GİRİŞ

Estetik cerrahi, tüm dünyada olduğu gibi ülkemizde de son yıllarda büyük bir ilerleme kaydetmiş ve estetik ameliyat olanların sayısı gözle görülür oranda artmıştır. Bunda, modern hayat ve değişen değerler sistemiyle birlikte toplumların estetik anlayışlarının da değişmesinin, daha güzel veya yakışıklı olmak, kendini daha iyi hissetmek, kendine güven duygusunu kazanmak veya geliştirmek, hayatta daha aktif rol almak duygularının önem kazanmasının, insanların gelir seviyelerinin yükselmesinin ve dolayısıyla dış görünüşlerini esaslı şekilde değiştirecek ölçüde kendilerine para ayırabilmelerinin etkisi olduğu gibi, tıptaki ve özellikle estetik cerrahîdeki sınır tanımaz gelişmelerin ve sayısız seçeneklerin de katkısı olmuştur; bu şekilde, herkese ve her ekonomik duruma sahip kişiye yönelik estetik ameliyat türleri doğmuştur. Önceleri estetik ameliyat denilince film yıldızları, şarkıcılar ya da zenginler akla gelirken, estetik cerrah sayısının artması ve teknikteki gelişmelere bağlı olarak ameliyatların çok daha ucuza yapılabilmesi sonucu, artık herkes estetik ameliyat olabilmektedir. Esasen bu durum birçok hukuki problemin meydana gelmesini de beraberinde getirmiştir. Ancak ortaya çıkacak hukukî uyuşmazlıkların çözümü üzerinde fazla durulmamış, estetik cerrahların sorumluluğu da, diğer hekimlerin sorumluluğu gibi kanunlarımızda düzenlenmediğinden, bu konudaki boşluk, genel nitelikteki Borçlar Kanunu hükümleriyle doldurulmaya çalışılmıştır. Bu çalışmamızda başlıklar halinde öncelikle cerrah ile hasta arasında kurulan sözleşmenin hukuki niteliği ve bu konudaki Yargıtay görüşleri ardından da cerrahın estetik müdahalelerdeki hukuki sorumluluğu ve  bu sorumluluğun oluşabilme şartları izaha çalışılacaktır.

• **Görev Talimatı**
Estetik cerrahların hukuki sorumluluğunu ele alan giriş metnini, son cümlesinden sonrasını yazarak sürdürün. Metinden sonra gelen kayıtlar, metinle bağı olmayan ayrı bir malzemedir.

[Konum etiketleme kayıtları]
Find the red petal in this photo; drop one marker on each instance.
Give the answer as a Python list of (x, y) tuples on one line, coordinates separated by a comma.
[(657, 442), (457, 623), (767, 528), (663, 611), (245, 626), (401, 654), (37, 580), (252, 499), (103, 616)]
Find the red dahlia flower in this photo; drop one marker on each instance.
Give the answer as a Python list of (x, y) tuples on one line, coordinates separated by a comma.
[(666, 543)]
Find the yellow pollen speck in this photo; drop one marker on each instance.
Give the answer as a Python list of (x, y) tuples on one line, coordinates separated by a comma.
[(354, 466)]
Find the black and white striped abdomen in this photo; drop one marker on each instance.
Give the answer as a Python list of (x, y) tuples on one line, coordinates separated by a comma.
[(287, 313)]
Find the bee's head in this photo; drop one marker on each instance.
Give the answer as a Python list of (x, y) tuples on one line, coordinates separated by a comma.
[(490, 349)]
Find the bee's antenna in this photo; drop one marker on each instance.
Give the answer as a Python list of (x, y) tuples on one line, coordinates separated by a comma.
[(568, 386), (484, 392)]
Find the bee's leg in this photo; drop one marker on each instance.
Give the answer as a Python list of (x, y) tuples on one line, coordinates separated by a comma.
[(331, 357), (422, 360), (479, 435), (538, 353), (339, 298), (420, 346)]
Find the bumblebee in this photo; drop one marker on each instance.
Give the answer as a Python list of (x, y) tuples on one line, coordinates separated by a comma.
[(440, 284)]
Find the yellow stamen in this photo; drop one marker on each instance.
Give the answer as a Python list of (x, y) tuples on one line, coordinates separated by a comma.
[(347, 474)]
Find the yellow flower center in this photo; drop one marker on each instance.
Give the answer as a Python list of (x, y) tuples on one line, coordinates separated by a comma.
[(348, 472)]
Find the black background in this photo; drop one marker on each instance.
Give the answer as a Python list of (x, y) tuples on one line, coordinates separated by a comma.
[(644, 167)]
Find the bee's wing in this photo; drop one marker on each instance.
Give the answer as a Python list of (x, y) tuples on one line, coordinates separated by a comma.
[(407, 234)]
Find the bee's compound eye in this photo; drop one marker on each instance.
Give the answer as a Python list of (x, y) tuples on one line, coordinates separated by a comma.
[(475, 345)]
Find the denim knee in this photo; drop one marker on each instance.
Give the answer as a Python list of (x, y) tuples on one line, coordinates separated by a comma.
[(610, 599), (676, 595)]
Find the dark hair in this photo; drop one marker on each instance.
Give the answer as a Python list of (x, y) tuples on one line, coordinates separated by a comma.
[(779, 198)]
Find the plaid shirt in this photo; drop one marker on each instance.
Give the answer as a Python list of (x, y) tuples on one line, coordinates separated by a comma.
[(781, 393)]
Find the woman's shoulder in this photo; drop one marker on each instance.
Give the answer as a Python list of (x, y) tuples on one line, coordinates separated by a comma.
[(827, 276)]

• **Görev Çıktısı**
ESTETİK CERRAH İLE HASTA ARASINDA KURULAN SÖZLEŞMENİN HUKUKİ NİTELİĞİ

Genel olarak, tedavi amaçlı ve güzelleştirme amaçlı olmak üzere iki tür estetik ameliyattan söz edilir; bazen de bu iki amaç birlikte bulunur. Hemen belirtelim ki, çalışmamızın konusu, sadece güzelleştirme amaçlı estetik ameliyatları kapsamaktadır. Bazı fizikî acıları ve ağrıları sona erdiren tedavi amaçlı estetik ameliyatlar, incelememize dâhil değildir. Güzelleştirme amaçlı estetik ameliyatlardan önce, estetik cerrah ile hastanın ayrıntılı bir şekilde görüşmesi ve aralarında bir sözleşme ilişkisinin kurulması işin doğası gereği olduğundan, bu ameliyattan kaynaklanan uyuşmazlıklar haksız fiile göre değil, sözleşmeye aykırılık esaslarına göre çözümlenmelidir. Bu durumda, estetik cerrah ile hasta arasında kurulan sözleşmenin hukukî niteliği önem taşımaktadır; zira, kurulan sözleşmenin hangisi olduğu konusunda verilecek karar, uyuşmazlığın da bu sözleşmeye ilişkin kurallara göre çözümlenmesi sonucunu doğuracaktır.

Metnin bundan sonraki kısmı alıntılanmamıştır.